Given exercise
Answer these from the Iceberg table metadata text:
(a) What value does the history query show under parent_id?
(b) Which operation does the snapshots query list for the snapshot?
(c) What is the "total-records" value in the snapshot summary?
───── Document segment
For the Iceberg table, it is normal to query some metadata information, such as:

# history
0: jdbc:hive2://xx.xx.xx.xx:10011/default> SELECT * FROM shdw.iceberg_tbl.history;
+--------------------------+----------------------+------------+----------------------+
|     made_current_at      |     snapshot_id      | parent_id  | is_current_ancestor  |
+--------------------------+----------------------+------------+----------------------+
| 2022-05-09 10:58:35.835  | 6955843267870447517  | NULL       | true                 |
+--------------------------+----------------------+------------+----------------------+

# snapshots
0: jdbc:hive2://xx.xx.xx.xx:10011/default> SELECT * FROM shdw.iceberg_tbl.snapshots;
+--------------------------+----------------------+------------+------------+----------------------------------------------------+----------------------------------------------------+
|       committed_at       |     snapshot_id      | parent_id  | operation  |                   manifest_list                    |                      summary                       |
+--------------------------+----------------------+------------+------------+----------------------------------------------------+----------------------------------------------------+
| 2022-05-09 10:58:35.835  | 6955843267870447517  | NULL       | append     | hdfs://cluster1/tgwarehouse/shdw.db/iceberg_tbl/metadata/snap-6955843267870447517-1-e8206624-fbc3-4cf5-b2cb-2db672393253.avro | {"added-data-files":"3","added-files-size":"1929","added-records":"3","changed-partition-count":"1","spark.app.id":"spark-application-1652065040852","total-data-files":"3","total-delete-files":"0","total-equality-deletes":"0","total-files-size":"1929","total-position-deletes":"0","total-records":"3"} |
+--------------------------+----------------------+------------+------------+----------------------------------------------------+----------------------------------------------------+

# history join snapshot 
0: jdbc:hive2://xx.xx.xx.xx:10011/default> select
    h.made_current_at,
    s.operation,
    h.snapshot_id,
    h.is_current_ancestor,
    s.summary['spark.app.id']
from shdw.iceberg_tbl.history h
join shdw.iceberg_tbl.snapshots s
  on h.snapshot_id = s.snapshot_id
order by made_current_at
+--------------------------+------------+----------------------+----------------------+----------------------------------+
|     made_current_at      | operation  |     snapshot_id      | is_current_ancestor  |      summary[spark.app.id]       |
+--------------------------+------------+----------------------+----------------------+----------------------------------+
| 2022-05-09 10:58:35.835  | append     | 6955843267870447517  | true                 | spark-application-1652065040852  |
+--------------------------+------------+----------------------+----------------------+----------------------------------+

Affects Version(s)
──────────
───── Record excerpts
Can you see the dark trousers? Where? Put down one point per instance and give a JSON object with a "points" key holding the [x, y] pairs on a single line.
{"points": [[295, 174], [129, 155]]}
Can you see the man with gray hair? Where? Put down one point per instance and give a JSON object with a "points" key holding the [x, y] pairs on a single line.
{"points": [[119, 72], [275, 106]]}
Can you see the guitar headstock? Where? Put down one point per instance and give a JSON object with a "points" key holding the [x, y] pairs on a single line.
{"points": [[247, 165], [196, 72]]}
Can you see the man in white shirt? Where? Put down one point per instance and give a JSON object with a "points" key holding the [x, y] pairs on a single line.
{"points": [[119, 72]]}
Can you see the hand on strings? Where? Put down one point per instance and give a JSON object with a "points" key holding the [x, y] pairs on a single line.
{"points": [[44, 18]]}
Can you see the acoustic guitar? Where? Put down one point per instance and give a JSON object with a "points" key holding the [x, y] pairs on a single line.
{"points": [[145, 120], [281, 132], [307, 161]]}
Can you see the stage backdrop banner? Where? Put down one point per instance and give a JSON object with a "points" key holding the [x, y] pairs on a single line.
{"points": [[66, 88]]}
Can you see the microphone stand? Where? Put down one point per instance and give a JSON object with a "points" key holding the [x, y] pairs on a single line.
──────────
───── Record excerpts
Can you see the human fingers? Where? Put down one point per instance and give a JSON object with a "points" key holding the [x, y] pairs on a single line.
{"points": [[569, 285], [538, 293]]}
──────────
Answer for the task
(a) NULL
(b) append
(c) 3